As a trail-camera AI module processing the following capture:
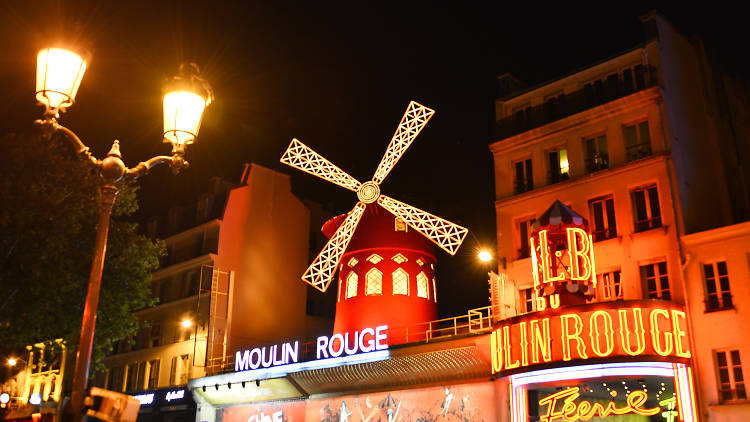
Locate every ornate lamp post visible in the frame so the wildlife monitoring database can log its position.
[35,48,213,421]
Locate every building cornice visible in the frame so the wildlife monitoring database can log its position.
[490,86,662,155]
[681,221,750,246]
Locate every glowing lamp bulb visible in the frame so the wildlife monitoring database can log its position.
[164,90,207,146]
[36,48,86,110]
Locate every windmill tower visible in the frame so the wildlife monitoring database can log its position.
[281,101,468,344]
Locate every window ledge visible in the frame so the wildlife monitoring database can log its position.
[703,305,737,314]
[630,225,669,239]
[708,399,750,407]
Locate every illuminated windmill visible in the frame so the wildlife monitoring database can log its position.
[281,101,468,340]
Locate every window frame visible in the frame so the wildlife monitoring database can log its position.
[630,183,664,233]
[713,348,748,403]
[702,260,734,312]
[515,216,536,259]
[544,145,570,184]
[639,259,672,300]
[581,132,610,173]
[512,157,534,195]
[622,118,653,162]
[588,193,617,242]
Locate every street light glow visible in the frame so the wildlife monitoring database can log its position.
[36,48,86,110]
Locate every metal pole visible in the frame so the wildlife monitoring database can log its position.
[71,183,117,422]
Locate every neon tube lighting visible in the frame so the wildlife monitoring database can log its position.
[188,350,390,388]
[511,362,675,387]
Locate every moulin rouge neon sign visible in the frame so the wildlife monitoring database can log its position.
[490,301,690,373]
[234,325,388,371]
[539,387,661,422]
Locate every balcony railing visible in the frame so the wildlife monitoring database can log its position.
[496,65,657,139]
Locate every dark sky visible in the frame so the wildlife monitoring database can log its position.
[0,1,747,315]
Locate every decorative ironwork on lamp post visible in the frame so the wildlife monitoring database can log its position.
[35,48,213,422]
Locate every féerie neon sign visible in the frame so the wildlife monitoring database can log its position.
[539,387,661,422]
[490,301,690,374]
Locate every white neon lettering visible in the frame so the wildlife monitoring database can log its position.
[328,333,344,358]
[316,336,328,359]
[359,328,375,352]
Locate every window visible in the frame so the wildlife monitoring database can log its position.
[346,272,359,299]
[547,148,570,183]
[589,195,617,242]
[641,261,672,300]
[599,270,623,300]
[365,268,383,296]
[703,261,733,311]
[514,158,534,194]
[393,268,409,295]
[520,288,534,313]
[622,121,651,161]
[187,270,201,297]
[630,185,661,232]
[149,322,161,347]
[125,363,138,392]
[715,350,747,402]
[367,253,383,264]
[169,356,177,385]
[148,359,159,388]
[518,218,534,259]
[417,272,430,299]
[583,135,609,172]
[177,355,190,385]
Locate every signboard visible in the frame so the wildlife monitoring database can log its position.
[490,300,690,374]
[234,325,388,371]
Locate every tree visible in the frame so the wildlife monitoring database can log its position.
[0,135,164,368]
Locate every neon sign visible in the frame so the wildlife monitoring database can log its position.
[234,325,388,372]
[490,301,691,374]
[539,387,661,422]
[164,390,185,401]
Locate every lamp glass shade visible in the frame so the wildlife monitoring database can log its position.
[164,91,206,145]
[36,48,86,110]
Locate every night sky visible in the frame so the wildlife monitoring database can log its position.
[0,1,748,316]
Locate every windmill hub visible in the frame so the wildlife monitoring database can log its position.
[357,181,380,204]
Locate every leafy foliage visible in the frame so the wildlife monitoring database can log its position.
[0,135,164,367]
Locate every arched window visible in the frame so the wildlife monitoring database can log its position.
[367,253,383,264]
[365,268,383,296]
[393,268,409,295]
[417,272,429,299]
[346,271,359,299]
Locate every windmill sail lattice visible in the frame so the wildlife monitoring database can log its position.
[281,101,468,292]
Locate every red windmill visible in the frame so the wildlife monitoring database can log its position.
[281,101,468,344]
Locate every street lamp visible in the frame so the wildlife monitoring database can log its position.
[35,48,213,422]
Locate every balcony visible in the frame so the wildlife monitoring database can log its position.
[495,65,658,139]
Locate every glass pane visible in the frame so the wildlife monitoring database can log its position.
[716,261,727,275]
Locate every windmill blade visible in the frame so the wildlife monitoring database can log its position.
[372,101,435,185]
[280,138,361,192]
[302,202,366,292]
[378,195,469,255]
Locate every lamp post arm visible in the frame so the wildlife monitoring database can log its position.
[34,116,102,168]
[125,153,189,179]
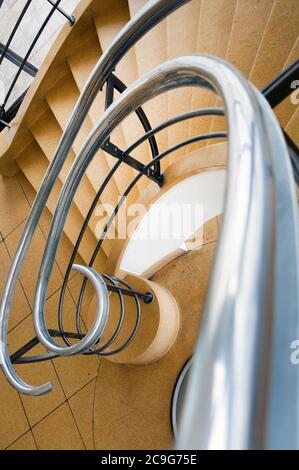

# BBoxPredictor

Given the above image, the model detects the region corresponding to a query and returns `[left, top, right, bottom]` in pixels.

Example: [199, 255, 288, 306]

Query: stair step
[206, 0, 275, 145]
[249, 0, 299, 88]
[18, 142, 106, 263]
[167, 2, 201, 158]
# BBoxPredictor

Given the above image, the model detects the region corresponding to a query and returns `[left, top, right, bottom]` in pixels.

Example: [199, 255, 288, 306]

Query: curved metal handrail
[0, 0, 190, 395]
[33, 56, 299, 448]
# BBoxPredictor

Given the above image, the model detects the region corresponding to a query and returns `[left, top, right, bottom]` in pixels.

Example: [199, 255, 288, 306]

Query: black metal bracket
[102, 73, 164, 187]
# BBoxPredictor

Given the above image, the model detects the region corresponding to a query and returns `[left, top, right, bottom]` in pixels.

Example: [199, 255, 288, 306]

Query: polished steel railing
[0, 0, 75, 131]
[0, 0, 299, 449]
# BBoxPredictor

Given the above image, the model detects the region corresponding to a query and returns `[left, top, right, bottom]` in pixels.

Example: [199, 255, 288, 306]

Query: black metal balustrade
[0, 0, 299, 450]
[0, 0, 75, 131]
[0, 0, 299, 384]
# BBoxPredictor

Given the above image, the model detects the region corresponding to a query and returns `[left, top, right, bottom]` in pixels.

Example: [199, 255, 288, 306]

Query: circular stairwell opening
[120, 169, 226, 277]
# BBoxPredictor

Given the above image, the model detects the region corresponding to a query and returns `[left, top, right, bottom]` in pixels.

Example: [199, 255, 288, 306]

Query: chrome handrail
[33, 55, 299, 449]
[0, 0, 190, 395]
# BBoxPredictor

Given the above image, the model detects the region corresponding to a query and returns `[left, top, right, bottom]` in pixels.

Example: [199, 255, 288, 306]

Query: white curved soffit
[120, 170, 226, 275]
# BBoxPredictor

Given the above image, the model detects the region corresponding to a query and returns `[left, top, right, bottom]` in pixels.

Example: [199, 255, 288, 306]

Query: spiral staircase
[0, 0, 299, 448]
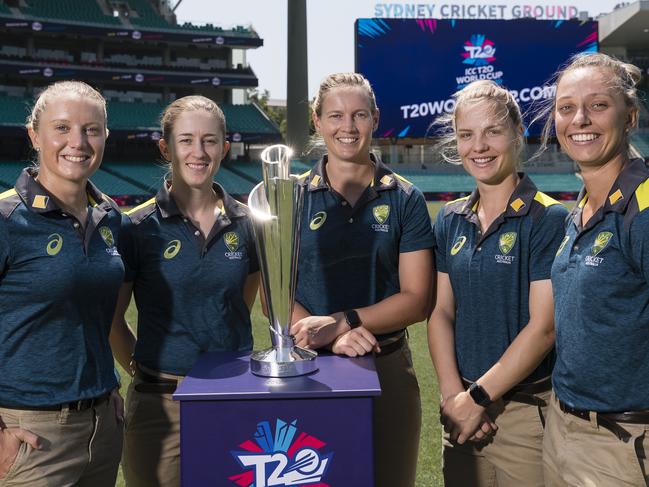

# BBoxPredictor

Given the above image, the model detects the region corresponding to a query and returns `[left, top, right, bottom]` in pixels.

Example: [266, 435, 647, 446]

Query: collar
[453, 173, 538, 217]
[306, 152, 397, 191]
[15, 167, 113, 213]
[155, 181, 247, 218]
[574, 159, 649, 213]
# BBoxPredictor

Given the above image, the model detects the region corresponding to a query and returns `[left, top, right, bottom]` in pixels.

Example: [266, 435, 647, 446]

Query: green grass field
[116, 202, 443, 487]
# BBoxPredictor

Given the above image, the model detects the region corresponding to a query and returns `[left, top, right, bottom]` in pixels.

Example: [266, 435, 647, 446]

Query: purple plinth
[174, 352, 381, 487]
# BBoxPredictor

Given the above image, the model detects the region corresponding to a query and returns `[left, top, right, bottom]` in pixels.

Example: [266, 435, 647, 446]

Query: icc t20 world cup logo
[462, 34, 496, 66]
[228, 419, 333, 487]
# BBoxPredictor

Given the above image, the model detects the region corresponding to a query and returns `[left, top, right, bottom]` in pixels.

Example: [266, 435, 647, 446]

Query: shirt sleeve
[247, 216, 259, 274]
[117, 215, 137, 282]
[399, 187, 435, 253]
[433, 206, 448, 274]
[629, 210, 649, 284]
[529, 205, 568, 281]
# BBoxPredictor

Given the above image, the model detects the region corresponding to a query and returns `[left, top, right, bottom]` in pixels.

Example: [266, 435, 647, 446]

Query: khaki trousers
[0, 401, 123, 487]
[543, 395, 649, 487]
[442, 391, 550, 487]
[374, 342, 421, 487]
[122, 370, 182, 487]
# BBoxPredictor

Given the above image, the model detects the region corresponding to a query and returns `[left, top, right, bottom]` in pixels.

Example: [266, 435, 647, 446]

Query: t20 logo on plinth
[228, 419, 333, 487]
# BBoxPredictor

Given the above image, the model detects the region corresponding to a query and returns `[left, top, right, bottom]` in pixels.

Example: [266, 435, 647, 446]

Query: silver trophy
[248, 145, 318, 377]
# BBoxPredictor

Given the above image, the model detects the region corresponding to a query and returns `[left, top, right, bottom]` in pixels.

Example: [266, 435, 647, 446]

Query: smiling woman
[0, 81, 124, 487]
[428, 81, 567, 487]
[111, 96, 259, 487]
[292, 73, 433, 487]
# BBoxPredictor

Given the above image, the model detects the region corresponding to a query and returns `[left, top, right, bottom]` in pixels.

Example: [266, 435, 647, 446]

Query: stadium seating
[9, 0, 257, 37]
[20, 0, 121, 25]
[631, 131, 649, 158]
[0, 95, 30, 126]
[0, 94, 278, 139]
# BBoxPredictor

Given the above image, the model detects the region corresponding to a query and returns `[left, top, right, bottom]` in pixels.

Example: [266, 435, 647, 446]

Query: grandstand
[0, 0, 281, 204]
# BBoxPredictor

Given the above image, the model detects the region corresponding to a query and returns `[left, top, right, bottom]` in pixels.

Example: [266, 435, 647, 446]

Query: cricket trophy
[248, 145, 318, 377]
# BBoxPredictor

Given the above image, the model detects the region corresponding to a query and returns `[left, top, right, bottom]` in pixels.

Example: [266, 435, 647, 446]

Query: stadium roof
[597, 1, 649, 49]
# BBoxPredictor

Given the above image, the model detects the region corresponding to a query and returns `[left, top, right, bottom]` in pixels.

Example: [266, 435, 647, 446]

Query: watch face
[344, 309, 361, 328]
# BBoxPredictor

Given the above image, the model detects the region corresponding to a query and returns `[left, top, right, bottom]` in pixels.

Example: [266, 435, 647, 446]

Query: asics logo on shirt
[309, 211, 327, 230]
[584, 232, 613, 267]
[45, 233, 63, 256]
[223, 232, 239, 252]
[162, 240, 181, 260]
[451, 235, 466, 255]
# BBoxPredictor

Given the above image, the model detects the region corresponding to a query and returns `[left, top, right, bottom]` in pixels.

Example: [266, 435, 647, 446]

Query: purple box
[174, 352, 381, 487]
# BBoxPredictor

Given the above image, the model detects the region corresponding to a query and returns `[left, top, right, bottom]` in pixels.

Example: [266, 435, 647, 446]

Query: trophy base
[250, 346, 318, 377]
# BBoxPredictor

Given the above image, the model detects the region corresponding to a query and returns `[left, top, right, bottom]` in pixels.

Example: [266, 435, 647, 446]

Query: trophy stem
[250, 345, 318, 377]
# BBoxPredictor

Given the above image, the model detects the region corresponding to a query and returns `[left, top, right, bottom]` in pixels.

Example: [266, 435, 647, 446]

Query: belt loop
[588, 411, 599, 429]
[59, 404, 70, 424]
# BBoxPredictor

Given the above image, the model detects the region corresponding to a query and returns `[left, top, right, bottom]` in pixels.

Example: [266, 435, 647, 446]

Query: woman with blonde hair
[0, 81, 124, 487]
[111, 96, 259, 487]
[292, 73, 433, 487]
[428, 81, 567, 487]
[543, 53, 649, 486]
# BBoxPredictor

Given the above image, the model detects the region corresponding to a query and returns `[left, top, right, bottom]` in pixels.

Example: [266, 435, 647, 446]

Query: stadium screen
[355, 19, 597, 138]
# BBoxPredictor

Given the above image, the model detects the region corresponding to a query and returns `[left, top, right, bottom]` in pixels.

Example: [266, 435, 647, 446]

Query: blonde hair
[160, 95, 226, 142]
[311, 73, 378, 117]
[433, 80, 525, 164]
[25, 81, 108, 135]
[533, 52, 642, 157]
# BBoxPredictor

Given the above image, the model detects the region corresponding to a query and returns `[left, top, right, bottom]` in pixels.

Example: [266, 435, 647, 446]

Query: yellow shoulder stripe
[534, 191, 561, 207]
[632, 179, 649, 211]
[444, 195, 471, 206]
[392, 172, 412, 186]
[0, 188, 18, 200]
[126, 197, 155, 216]
[297, 169, 311, 179]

## Task requirements:
Please copy the entries above word for word, from the line with "Locate every neon sign" up to and including the line with "[716,261,727,275]".

## Output of the exercise:
Locate every neon sign visible in the frame so the wildlife monitoring database can log its position.
[234,325,388,372]
[490,301,691,374]
[539,387,661,422]
[164,390,185,401]
Locate every lamp glass shade visible in the frame so the wildlife monitoring database can log its position.
[164,91,206,145]
[36,48,86,110]
Locate every night sky visible in the frame so the wildlife monitoring database can log its position.
[0,1,748,316]
Locate every windmill hub visible in the frame so the wildlife monitoring database can log its position.
[357,181,380,204]
Locate every leafy foliage visible in the frame so the wildlife monitoring database can log its position.
[0,135,164,367]
Locate every arched window visible in the frame so the wildlife monitoring database can log its position.
[367,253,383,264]
[365,268,383,296]
[393,268,409,295]
[417,272,429,299]
[346,271,359,299]
Locate every windmill sail lattice visible in the frame so the wildlife monitoring database can log its position.
[281,101,468,292]
Locate every red windmill visible in the frame so the wildlife monitoring database can log its position.
[281,101,468,344]
Locate every street lamp visible in the frame so the wildlife monitoring database can log its position.
[35,48,213,422]
Locate every balcony visible in the frame so the wildlife monitoring database can log its position.
[495,65,658,139]
Locate every glass pane visible in the frame so the wildlife monitoring database can log its position.
[716,261,727,275]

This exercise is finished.